- Exercise objective -
Within the records, find every line that includes the word "window" and copy it.

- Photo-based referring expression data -
▽

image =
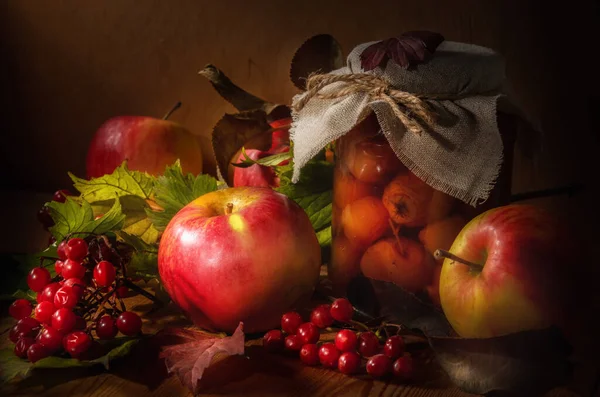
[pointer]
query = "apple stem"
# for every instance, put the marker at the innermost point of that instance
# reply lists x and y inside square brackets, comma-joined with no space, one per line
[440,253]
[170,112]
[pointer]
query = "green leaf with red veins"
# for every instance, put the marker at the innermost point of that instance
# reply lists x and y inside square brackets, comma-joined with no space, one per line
[13,284]
[313,192]
[136,223]
[71,218]
[174,190]
[15,368]
[122,182]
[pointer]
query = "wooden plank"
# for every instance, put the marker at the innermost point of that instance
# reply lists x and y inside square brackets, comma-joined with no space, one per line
[256,374]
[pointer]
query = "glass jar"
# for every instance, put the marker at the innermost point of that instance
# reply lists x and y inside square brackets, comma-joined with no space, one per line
[386,222]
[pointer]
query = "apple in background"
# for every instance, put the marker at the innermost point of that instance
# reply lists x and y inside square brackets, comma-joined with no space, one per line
[344,264]
[260,175]
[239,254]
[399,260]
[512,271]
[441,234]
[148,144]
[433,289]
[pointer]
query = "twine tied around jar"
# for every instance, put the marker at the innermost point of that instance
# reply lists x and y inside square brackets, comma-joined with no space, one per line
[404,104]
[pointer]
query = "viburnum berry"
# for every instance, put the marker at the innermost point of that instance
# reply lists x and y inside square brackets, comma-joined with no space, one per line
[290,322]
[58,265]
[80,323]
[47,294]
[77,343]
[73,269]
[309,354]
[349,363]
[27,326]
[51,339]
[379,365]
[394,347]
[60,250]
[308,333]
[321,316]
[403,367]
[293,343]
[76,285]
[22,346]
[273,341]
[76,249]
[44,311]
[38,278]
[342,310]
[368,344]
[20,308]
[104,273]
[346,340]
[122,291]
[64,320]
[129,323]
[36,352]
[65,297]
[329,355]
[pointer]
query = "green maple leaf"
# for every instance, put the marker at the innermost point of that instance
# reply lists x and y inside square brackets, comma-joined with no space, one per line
[313,192]
[174,190]
[133,189]
[14,367]
[144,261]
[122,182]
[72,218]
[136,221]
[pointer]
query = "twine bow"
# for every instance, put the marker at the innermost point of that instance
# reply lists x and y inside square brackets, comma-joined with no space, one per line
[404,105]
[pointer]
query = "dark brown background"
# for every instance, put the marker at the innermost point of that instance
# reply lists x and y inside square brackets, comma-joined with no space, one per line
[68,65]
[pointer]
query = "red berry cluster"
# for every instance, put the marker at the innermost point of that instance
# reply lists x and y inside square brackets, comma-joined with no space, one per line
[350,352]
[81,303]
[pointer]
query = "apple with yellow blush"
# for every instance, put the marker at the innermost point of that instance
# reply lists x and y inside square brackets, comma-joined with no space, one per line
[239,254]
[510,269]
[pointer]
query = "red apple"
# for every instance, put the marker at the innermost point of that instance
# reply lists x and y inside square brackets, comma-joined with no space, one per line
[517,277]
[148,144]
[239,254]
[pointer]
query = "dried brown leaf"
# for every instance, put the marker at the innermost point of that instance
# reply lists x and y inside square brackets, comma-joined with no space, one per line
[189,360]
[246,129]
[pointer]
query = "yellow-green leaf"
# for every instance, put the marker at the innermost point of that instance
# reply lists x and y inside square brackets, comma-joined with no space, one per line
[72,218]
[122,182]
[136,221]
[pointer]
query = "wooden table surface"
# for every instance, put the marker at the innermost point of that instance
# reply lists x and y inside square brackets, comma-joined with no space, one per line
[258,373]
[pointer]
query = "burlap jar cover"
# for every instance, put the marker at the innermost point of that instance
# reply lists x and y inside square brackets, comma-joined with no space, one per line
[439,116]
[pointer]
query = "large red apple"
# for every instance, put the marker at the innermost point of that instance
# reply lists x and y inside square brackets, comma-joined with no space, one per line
[148,144]
[239,254]
[516,274]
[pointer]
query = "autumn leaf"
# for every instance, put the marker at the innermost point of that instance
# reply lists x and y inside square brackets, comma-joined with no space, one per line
[406,50]
[189,360]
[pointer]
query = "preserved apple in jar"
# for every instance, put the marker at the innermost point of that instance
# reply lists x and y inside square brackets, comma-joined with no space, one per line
[387,223]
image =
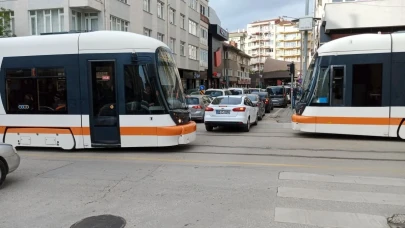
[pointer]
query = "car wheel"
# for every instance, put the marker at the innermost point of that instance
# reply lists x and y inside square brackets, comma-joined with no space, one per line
[246,128]
[3,172]
[209,128]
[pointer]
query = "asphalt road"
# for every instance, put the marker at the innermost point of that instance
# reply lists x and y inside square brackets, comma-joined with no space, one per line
[269,177]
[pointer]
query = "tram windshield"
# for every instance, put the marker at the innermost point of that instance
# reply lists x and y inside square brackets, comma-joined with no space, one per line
[170,80]
[309,78]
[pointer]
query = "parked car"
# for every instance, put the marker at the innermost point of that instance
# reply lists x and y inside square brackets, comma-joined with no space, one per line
[239,91]
[217,92]
[254,90]
[197,105]
[237,110]
[9,161]
[278,95]
[265,97]
[259,103]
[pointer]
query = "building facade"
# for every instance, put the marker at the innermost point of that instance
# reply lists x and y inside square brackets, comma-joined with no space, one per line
[260,43]
[240,38]
[175,22]
[289,43]
[236,66]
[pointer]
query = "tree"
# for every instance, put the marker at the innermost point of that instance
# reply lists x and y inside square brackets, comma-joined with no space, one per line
[5,23]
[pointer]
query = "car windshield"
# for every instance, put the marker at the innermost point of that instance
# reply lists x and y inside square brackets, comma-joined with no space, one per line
[192,100]
[276,90]
[252,97]
[214,93]
[236,91]
[170,80]
[227,101]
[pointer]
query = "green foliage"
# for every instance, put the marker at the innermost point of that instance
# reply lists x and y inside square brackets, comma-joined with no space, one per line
[5,23]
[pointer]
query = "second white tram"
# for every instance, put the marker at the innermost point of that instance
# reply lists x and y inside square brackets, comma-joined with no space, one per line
[96,89]
[355,85]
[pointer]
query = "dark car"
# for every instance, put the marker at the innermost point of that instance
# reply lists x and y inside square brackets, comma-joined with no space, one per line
[259,103]
[265,98]
[278,95]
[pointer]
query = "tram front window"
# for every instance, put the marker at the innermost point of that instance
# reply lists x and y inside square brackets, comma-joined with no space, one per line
[170,80]
[172,88]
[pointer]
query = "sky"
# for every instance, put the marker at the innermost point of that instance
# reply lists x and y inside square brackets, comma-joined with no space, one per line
[236,14]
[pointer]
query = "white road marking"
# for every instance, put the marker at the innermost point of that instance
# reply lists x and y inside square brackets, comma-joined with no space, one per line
[342,196]
[343,179]
[329,219]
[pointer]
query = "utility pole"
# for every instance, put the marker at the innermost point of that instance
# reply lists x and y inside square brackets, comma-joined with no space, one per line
[304,68]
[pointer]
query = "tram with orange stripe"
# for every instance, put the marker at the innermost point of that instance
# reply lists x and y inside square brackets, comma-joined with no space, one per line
[87,90]
[355,86]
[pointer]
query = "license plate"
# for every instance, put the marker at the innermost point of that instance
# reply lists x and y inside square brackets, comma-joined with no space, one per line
[223,111]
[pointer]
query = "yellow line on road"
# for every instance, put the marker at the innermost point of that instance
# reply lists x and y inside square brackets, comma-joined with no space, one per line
[50,156]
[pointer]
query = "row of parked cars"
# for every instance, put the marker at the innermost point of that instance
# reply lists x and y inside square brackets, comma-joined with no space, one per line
[234,106]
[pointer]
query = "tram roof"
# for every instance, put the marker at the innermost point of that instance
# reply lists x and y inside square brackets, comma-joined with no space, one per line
[364,44]
[72,43]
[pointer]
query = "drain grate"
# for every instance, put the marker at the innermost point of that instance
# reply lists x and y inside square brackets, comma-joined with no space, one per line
[101,221]
[396,221]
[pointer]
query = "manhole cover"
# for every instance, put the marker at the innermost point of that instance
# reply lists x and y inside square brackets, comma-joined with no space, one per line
[101,221]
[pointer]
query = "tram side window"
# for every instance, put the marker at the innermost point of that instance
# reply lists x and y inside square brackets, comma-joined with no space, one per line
[36,91]
[338,74]
[367,85]
[141,96]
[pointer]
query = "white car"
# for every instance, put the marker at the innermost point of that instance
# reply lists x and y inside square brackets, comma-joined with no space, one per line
[9,161]
[237,110]
[217,92]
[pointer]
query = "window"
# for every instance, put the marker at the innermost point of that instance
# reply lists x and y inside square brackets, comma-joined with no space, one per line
[172,16]
[182,21]
[146,5]
[76,21]
[140,92]
[172,44]
[182,48]
[193,4]
[7,22]
[192,27]
[367,85]
[202,10]
[46,21]
[36,90]
[147,32]
[118,24]
[192,52]
[338,73]
[160,36]
[91,21]
[322,92]
[160,9]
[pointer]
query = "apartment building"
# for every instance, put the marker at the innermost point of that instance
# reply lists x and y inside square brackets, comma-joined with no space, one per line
[175,22]
[240,38]
[204,26]
[236,66]
[289,43]
[260,43]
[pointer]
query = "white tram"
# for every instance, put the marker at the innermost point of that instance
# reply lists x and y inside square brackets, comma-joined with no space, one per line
[96,89]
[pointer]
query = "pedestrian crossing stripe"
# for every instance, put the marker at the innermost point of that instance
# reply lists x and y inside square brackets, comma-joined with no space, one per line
[340,218]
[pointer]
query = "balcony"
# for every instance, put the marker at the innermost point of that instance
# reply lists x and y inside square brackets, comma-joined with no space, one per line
[87,5]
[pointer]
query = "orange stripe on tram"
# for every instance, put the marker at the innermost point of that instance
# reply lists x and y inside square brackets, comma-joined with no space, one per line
[127,131]
[345,120]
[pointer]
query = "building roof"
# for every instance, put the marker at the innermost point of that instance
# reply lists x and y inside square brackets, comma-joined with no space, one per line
[240,52]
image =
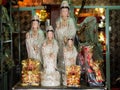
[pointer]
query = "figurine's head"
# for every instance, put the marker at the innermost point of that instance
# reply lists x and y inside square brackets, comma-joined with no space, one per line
[70,42]
[64,4]
[64,9]
[50,32]
[35,22]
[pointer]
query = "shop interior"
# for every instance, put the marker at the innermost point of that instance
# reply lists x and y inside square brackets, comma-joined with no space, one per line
[15,22]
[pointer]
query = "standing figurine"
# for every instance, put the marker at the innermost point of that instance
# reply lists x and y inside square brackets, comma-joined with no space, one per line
[65,27]
[34,39]
[50,77]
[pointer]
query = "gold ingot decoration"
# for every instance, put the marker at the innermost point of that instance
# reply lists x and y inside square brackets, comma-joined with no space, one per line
[30,72]
[73,75]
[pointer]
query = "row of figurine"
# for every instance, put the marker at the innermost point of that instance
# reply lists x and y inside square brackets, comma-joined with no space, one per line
[57,53]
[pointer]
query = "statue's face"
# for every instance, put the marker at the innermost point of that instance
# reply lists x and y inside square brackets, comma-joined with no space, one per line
[64,12]
[35,25]
[50,35]
[70,43]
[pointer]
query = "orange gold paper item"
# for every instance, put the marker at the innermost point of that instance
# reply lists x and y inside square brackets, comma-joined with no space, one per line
[73,76]
[30,72]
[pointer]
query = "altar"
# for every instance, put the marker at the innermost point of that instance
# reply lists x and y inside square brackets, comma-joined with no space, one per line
[82,87]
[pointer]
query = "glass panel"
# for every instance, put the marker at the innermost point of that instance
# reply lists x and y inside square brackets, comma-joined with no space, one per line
[25,19]
[115,47]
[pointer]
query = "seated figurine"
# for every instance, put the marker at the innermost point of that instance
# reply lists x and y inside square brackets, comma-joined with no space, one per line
[50,77]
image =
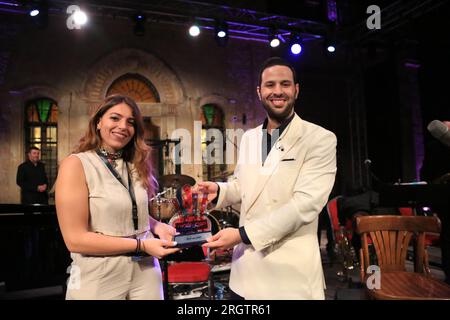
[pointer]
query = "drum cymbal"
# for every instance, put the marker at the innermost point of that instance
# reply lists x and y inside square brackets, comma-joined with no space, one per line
[223,175]
[176,180]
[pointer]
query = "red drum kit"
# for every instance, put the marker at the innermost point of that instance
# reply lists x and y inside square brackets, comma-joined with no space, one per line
[165,206]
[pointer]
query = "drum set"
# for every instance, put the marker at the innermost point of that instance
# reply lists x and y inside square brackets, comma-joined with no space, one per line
[164,205]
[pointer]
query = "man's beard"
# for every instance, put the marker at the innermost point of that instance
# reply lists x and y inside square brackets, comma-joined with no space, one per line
[279,117]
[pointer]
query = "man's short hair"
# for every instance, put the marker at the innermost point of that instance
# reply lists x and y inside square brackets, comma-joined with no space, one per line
[276,61]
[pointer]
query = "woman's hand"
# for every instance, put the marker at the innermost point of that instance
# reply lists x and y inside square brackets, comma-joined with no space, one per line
[158,248]
[164,231]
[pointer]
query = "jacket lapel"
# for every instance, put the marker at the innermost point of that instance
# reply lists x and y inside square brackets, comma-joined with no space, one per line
[284,143]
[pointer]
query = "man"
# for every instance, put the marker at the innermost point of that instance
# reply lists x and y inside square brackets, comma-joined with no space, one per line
[32,180]
[283,178]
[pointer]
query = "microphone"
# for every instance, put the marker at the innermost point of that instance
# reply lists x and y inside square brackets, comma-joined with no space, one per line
[280,147]
[440,131]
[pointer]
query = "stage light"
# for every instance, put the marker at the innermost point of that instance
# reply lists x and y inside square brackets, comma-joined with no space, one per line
[80,17]
[139,24]
[221,33]
[39,14]
[296,45]
[274,39]
[194,30]
[274,42]
[77,17]
[330,41]
[34,12]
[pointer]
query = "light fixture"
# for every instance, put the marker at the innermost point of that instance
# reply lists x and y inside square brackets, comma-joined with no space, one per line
[39,13]
[274,40]
[221,33]
[296,44]
[80,17]
[77,17]
[139,24]
[330,41]
[194,29]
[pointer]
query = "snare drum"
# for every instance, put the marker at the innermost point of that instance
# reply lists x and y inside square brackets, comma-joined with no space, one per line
[162,211]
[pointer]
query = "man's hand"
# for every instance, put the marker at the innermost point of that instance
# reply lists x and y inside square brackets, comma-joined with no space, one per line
[224,239]
[208,187]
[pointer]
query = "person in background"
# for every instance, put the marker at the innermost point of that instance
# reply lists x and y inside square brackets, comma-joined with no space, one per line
[32,179]
[102,193]
[284,175]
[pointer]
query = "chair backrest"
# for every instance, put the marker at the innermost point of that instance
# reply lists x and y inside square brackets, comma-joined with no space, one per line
[391,236]
[332,210]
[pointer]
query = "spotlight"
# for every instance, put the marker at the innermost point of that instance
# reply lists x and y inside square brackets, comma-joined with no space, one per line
[296,46]
[274,42]
[80,17]
[274,39]
[194,30]
[330,41]
[34,12]
[39,14]
[221,31]
[77,17]
[139,24]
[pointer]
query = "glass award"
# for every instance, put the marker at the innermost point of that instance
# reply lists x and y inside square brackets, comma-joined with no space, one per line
[192,225]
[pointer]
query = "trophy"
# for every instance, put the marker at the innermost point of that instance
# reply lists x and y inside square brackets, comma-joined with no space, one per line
[191,222]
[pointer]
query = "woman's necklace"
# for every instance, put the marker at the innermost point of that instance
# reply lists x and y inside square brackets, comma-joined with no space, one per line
[111,156]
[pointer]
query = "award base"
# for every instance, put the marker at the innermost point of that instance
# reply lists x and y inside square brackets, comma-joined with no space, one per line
[193,239]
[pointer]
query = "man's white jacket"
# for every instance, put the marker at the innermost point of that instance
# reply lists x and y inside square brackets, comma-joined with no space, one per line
[280,205]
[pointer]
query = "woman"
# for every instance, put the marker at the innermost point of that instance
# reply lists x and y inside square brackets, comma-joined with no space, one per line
[102,194]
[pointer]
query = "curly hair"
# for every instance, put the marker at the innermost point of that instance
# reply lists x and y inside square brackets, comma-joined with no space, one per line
[136,151]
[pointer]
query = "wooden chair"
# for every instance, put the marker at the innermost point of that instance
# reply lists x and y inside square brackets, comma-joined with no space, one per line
[391,236]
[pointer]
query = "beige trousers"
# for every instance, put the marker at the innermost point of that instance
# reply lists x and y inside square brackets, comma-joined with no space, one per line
[114,278]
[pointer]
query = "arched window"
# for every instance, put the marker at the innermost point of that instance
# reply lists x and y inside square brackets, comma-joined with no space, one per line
[136,87]
[213,157]
[41,130]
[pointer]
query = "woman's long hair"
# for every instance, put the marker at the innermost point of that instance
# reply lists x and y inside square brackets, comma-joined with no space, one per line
[136,151]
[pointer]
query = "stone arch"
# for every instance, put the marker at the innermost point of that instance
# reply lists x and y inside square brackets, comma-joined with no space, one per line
[124,61]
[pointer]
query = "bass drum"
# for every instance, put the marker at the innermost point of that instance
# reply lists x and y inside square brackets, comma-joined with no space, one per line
[162,211]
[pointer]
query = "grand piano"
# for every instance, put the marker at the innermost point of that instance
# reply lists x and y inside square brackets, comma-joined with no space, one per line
[33,253]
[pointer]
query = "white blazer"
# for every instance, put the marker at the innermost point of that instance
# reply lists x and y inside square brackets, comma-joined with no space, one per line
[280,205]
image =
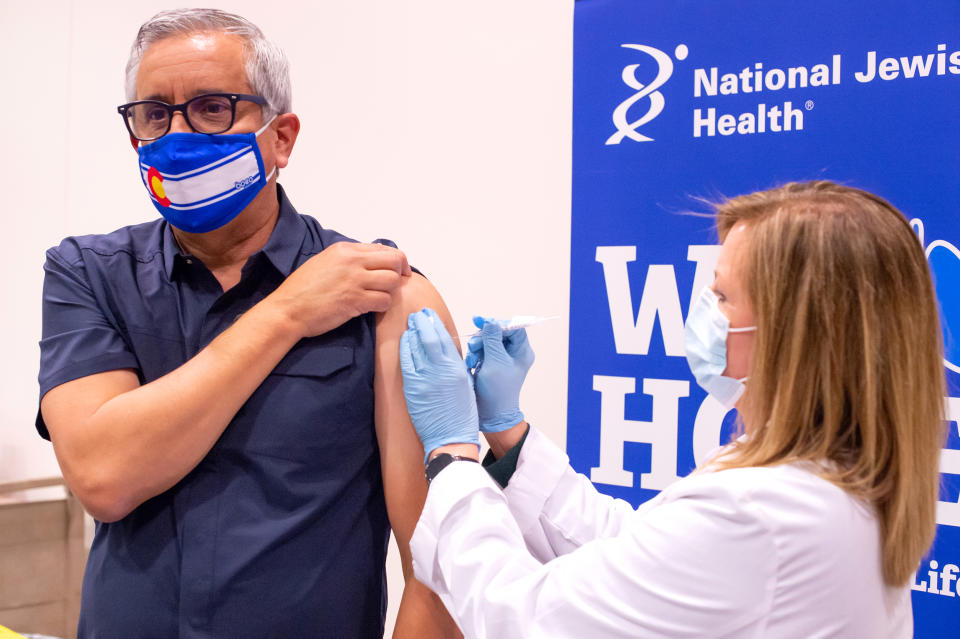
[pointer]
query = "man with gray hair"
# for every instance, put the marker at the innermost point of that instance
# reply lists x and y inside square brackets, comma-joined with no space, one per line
[221,386]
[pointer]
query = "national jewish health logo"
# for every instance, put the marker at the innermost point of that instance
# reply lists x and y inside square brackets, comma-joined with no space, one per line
[626,128]
[944,260]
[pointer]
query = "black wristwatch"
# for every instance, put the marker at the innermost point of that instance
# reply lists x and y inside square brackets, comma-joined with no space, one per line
[441,461]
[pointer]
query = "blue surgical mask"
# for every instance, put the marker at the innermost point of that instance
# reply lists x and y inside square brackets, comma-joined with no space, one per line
[198,181]
[706,343]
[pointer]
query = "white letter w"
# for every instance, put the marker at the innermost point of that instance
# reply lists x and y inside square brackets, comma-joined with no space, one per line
[660,297]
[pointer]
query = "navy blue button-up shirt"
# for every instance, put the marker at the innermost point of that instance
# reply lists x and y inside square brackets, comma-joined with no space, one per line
[281,531]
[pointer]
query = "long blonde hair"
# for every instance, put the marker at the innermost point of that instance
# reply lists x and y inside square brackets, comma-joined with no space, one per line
[847,364]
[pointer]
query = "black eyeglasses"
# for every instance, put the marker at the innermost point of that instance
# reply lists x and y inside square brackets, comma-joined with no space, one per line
[148,120]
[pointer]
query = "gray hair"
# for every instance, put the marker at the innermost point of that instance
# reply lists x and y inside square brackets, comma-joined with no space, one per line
[268,71]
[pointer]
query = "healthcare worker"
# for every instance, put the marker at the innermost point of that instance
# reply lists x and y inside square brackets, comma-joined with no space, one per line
[822,328]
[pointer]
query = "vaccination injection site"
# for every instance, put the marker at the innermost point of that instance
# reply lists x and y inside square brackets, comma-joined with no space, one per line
[521,319]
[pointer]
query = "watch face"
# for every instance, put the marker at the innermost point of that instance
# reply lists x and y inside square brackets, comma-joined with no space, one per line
[441,461]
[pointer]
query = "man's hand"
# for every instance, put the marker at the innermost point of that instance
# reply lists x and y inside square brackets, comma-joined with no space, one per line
[345,280]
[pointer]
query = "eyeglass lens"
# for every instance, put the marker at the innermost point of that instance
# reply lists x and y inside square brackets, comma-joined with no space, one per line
[205,114]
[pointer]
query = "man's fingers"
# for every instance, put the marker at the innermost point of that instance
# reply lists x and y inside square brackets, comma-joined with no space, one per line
[385,280]
[378,256]
[429,336]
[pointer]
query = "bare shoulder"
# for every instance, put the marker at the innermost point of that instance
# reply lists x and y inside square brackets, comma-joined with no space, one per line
[413,294]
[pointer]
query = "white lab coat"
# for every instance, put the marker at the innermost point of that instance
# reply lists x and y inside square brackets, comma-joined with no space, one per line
[754,552]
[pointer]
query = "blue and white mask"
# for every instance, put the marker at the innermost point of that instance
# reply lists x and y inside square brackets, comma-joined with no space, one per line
[198,181]
[705,338]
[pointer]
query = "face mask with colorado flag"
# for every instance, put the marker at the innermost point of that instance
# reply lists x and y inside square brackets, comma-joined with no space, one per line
[199,181]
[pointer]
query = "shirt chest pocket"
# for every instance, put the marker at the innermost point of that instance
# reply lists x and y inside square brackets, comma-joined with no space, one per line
[317,401]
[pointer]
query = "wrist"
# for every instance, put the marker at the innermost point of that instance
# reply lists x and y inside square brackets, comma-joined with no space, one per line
[502,441]
[457,450]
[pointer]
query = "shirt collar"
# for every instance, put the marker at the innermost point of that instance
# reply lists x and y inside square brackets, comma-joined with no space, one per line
[282,248]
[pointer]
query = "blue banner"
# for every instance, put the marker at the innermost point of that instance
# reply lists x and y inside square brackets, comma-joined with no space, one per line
[677,100]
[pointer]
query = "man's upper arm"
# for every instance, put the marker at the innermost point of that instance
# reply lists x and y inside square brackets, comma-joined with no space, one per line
[401,452]
[78,340]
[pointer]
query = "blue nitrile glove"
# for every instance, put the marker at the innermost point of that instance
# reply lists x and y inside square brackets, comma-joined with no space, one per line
[500,362]
[437,385]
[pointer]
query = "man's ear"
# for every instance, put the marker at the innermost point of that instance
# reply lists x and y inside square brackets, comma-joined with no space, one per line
[288,127]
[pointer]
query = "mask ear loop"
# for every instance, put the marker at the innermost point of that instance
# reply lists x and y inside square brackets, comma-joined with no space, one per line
[745,329]
[264,127]
[256,135]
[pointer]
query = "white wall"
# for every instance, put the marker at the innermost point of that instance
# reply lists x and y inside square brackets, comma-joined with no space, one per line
[442,125]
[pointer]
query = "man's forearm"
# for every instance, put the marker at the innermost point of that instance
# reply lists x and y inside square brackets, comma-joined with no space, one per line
[142,441]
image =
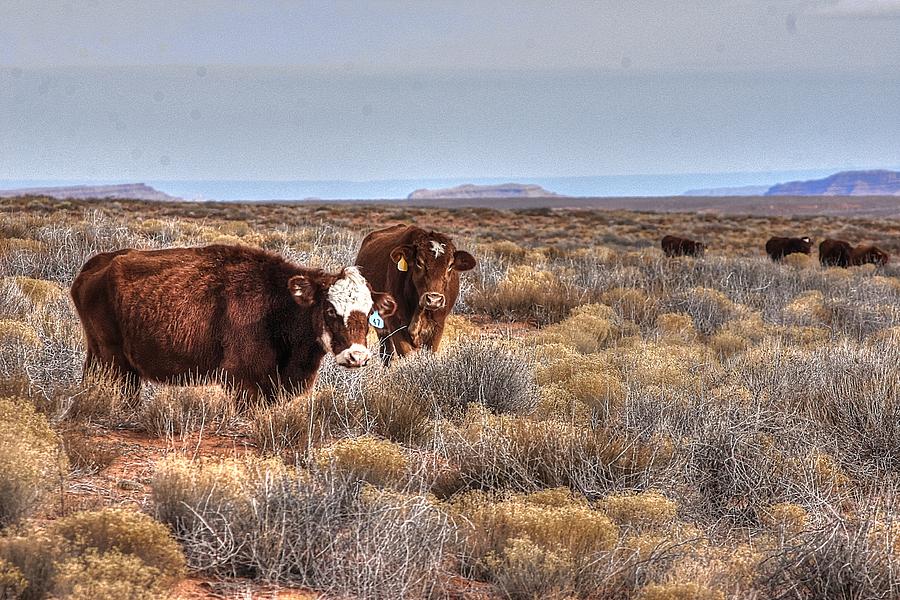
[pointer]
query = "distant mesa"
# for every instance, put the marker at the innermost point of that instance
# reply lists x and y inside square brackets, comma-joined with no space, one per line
[746,190]
[134,191]
[471,191]
[845,183]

△

- The answer -
query = "tram front window"
query = "tram side window"
query = "window"
query = "arched window"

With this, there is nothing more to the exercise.